In the text about The Kid from Left Field, condense the paragraph beginning "A vehicle for NBC" into a short bulleted list that keeps its main facts.

EXCERPTED TEXT –

※ ※ ※

The Kid from Left Field is a 1979 American made-for-television baseball comedy film starring Gary Coleman and Robert Guillaume.  Coleman's first film, it is a remake of the 1953 film of the same name.

Plot

Jackie Robinson "J.R." Cooper is a kid who loves baseball, and also the son of a former major leaguer now down on his luck (and now  a vendor working the stands at games).  J.R. parlays his baseball knowledge into becoming manager of the San Diego Padres and leading them to the World Series.

Primary Cast
 Gary Coleman - Jackie Robinson "J.R." Cooper
 Robert Guillaume - Larry Cooper
 Gary Collins - Pete Sloane
 Ed McMahon - Fred Walker 
 Tricia O'Neil - Marion Fowler
 Tab Hunter - Bill Lorant

Reception

A vehicle for NBC to try to enhance Coleman's growing stardom from the sitcom Diff'rent Strokes, the television movie first aired on Sunday, September 30, 1979.  It was the 15th highest-rated prime time show of the week, with a Nielsen rating of 21.4.  Critics, however, did not love the film, which was plainly directed at younger viewers.  Tom Shales of The Washington Post wrote "there is no point in listing the credits ... because no credit is due."  After Coleman died in 2010 and Jeff Pearlman wrote a tribute to the film in Sports Illustrated, director Adell Aldrich commented "we weren't trying to win awards, but we did want to make something people would enjoy."  Vince Edwards had originally been picked to direct, but quit after two days because he didn't want to work with children.

NBC held a special preview of the film after a San Diego Padres game on September 21, 1979.  Oddly enough, the day after the film first aired on television, the Padres hired their announcer Jerry Coleman (who also appeared in the film as the team's announcer) as their new manager.  This led to some jokes that the team had meant to hire Gary Coleman.

※ ※ ※

(Picture region annotation data)
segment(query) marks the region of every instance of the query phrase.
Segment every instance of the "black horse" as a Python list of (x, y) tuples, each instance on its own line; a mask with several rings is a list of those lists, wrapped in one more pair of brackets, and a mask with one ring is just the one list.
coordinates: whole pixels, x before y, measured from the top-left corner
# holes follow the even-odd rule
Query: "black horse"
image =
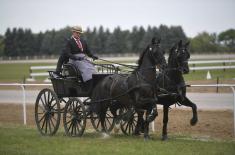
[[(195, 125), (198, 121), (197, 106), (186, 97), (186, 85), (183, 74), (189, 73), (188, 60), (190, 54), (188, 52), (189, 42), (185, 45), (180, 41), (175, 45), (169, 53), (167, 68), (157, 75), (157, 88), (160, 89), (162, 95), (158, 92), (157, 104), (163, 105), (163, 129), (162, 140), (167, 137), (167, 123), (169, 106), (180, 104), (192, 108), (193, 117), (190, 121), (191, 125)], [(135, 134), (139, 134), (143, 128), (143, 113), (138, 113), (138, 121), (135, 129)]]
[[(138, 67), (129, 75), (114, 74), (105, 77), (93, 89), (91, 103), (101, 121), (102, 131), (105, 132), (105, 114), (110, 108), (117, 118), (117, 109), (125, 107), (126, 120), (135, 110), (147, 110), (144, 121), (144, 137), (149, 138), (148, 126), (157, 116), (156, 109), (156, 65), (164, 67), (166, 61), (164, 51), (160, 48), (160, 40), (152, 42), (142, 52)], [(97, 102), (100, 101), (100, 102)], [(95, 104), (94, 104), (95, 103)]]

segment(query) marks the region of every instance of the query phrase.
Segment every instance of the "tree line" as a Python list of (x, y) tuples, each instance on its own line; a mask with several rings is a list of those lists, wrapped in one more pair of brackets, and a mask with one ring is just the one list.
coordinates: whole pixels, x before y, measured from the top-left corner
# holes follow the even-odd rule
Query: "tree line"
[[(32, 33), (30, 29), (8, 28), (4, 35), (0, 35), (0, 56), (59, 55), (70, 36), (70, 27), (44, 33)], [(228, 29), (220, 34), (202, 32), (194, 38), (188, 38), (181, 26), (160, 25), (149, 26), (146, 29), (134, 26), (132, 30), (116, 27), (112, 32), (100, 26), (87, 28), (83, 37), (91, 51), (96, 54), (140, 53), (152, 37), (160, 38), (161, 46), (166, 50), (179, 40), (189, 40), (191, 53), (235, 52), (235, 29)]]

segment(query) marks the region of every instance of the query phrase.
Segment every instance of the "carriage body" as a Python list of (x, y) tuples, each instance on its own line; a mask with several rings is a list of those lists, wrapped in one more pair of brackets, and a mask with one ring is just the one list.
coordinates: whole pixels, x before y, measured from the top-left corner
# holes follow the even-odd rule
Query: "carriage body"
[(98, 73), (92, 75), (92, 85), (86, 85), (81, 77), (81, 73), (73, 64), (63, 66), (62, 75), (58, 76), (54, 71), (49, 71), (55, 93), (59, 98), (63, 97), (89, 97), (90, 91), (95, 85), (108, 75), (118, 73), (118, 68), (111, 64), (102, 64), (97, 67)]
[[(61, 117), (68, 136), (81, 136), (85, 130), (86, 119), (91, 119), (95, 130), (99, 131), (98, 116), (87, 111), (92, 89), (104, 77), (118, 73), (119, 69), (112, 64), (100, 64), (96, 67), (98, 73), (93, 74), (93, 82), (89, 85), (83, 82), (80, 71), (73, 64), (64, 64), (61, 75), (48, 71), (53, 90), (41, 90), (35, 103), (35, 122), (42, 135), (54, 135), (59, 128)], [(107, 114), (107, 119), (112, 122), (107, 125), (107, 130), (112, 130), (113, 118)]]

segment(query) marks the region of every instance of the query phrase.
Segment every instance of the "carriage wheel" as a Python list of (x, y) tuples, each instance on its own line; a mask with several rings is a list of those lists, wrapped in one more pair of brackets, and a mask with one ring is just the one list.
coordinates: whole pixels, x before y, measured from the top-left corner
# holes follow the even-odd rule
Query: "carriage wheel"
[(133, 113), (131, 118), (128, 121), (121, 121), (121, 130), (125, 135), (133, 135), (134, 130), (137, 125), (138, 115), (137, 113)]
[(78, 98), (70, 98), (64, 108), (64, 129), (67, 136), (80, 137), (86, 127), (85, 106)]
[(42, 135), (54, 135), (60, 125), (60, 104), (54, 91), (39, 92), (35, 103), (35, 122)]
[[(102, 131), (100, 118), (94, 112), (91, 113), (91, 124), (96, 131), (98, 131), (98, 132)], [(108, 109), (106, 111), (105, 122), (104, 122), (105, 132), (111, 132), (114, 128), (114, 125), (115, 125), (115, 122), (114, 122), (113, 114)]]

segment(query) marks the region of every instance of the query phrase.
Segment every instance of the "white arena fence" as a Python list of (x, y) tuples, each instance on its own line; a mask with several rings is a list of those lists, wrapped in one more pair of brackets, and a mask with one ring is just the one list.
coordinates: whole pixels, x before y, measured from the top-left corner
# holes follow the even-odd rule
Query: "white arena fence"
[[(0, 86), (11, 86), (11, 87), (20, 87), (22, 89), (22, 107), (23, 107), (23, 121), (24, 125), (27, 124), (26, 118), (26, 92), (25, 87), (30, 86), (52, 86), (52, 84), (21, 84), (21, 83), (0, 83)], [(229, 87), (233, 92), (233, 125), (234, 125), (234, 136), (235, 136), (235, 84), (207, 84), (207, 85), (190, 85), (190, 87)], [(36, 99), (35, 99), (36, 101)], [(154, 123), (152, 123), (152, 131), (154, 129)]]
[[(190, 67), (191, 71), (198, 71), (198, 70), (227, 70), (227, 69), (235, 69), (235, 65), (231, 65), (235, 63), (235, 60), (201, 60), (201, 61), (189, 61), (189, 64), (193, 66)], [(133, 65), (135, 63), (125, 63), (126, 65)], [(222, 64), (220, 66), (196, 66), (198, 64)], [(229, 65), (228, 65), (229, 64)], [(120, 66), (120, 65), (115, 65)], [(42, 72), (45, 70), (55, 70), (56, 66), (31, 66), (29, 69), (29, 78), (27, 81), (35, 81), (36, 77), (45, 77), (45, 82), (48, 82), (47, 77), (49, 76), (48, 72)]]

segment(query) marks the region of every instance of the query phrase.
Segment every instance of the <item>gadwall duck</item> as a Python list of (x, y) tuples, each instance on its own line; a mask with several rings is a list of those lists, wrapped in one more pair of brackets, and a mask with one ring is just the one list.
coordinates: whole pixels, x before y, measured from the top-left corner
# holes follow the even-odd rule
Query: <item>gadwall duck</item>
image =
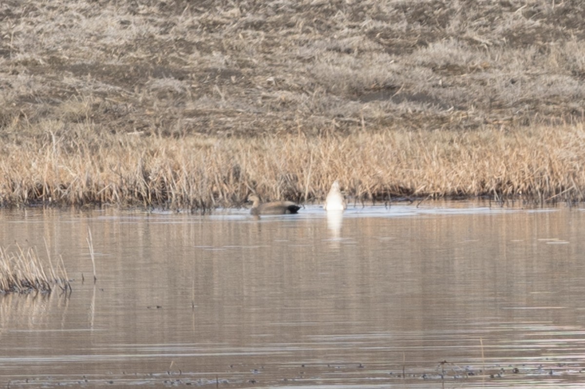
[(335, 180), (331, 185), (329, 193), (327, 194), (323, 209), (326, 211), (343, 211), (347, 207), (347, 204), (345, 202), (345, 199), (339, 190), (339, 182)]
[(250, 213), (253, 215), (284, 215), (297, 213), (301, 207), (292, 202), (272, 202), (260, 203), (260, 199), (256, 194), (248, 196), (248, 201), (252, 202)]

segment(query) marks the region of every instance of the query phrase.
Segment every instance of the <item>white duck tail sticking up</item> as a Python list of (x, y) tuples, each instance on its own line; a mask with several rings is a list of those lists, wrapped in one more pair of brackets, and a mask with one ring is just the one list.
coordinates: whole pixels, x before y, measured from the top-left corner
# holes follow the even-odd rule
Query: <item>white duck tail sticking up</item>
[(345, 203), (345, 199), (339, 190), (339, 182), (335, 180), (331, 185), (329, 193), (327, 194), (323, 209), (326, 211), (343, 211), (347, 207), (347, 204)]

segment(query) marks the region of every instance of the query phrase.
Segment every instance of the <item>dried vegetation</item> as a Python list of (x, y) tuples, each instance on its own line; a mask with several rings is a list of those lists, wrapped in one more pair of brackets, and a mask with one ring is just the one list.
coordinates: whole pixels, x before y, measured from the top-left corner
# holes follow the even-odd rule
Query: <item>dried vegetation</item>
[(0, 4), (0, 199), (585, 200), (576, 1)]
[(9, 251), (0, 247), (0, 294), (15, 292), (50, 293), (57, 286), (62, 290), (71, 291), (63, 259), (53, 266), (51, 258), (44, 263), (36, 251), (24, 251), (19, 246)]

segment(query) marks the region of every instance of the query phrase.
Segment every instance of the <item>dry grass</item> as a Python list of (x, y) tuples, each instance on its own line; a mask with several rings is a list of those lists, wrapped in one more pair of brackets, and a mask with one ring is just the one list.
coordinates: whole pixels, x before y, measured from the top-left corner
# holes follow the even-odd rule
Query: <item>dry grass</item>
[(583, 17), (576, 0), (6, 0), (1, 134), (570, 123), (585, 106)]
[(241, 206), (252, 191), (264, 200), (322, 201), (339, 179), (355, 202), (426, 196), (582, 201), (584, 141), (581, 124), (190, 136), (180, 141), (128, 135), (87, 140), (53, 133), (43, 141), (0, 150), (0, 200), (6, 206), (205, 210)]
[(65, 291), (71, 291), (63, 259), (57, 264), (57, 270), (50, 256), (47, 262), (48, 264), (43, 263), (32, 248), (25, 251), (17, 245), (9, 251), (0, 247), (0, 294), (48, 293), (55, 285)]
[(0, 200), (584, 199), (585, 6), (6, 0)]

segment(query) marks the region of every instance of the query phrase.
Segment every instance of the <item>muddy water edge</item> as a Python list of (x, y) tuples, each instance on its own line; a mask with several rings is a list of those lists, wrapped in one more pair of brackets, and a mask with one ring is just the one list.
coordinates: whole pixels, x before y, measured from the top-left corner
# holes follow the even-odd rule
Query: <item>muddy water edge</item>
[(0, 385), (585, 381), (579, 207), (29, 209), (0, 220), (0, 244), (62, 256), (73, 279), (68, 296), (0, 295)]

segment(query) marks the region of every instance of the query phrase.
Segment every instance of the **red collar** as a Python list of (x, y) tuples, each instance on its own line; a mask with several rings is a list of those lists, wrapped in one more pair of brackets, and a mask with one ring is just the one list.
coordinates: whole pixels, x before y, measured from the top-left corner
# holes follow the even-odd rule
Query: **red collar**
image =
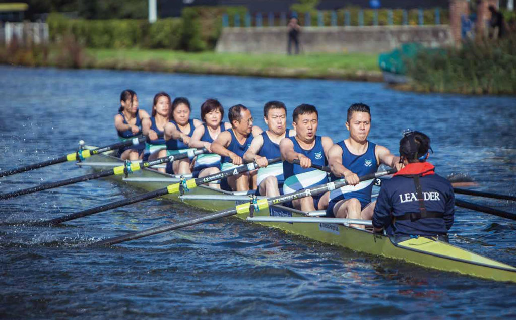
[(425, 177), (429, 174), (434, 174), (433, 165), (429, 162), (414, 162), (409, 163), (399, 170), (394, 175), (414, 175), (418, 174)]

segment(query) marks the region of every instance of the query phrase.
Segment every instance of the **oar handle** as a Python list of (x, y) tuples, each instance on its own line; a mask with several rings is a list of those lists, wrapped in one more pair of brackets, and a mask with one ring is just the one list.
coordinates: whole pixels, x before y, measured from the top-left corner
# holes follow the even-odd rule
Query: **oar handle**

※ ※ ※

WRITTEN RESPONSE –
- NBC made the film to build on Coleman's growing stardom from the sitcom Diff'rent Strokes; it first aired on Sunday, September 30, 1979.
- It was the week's 15th highest-rated prime time show, with a Nielsen rating of 21.4.
- Critics disliked the film, which was plainly aimed at younger viewers; Tom Shales of The Washington Post wrote that "no credit is due."
- After Coleman's death in 2010 and a tribute by Jeff Pearlman in Sports Illustrated, director Adell Aldrich said the goal was to make something people would enjoy, not to win awards.
- Vince Edwards was originally chosen to direct but quit after two days because he didn't want to work with children.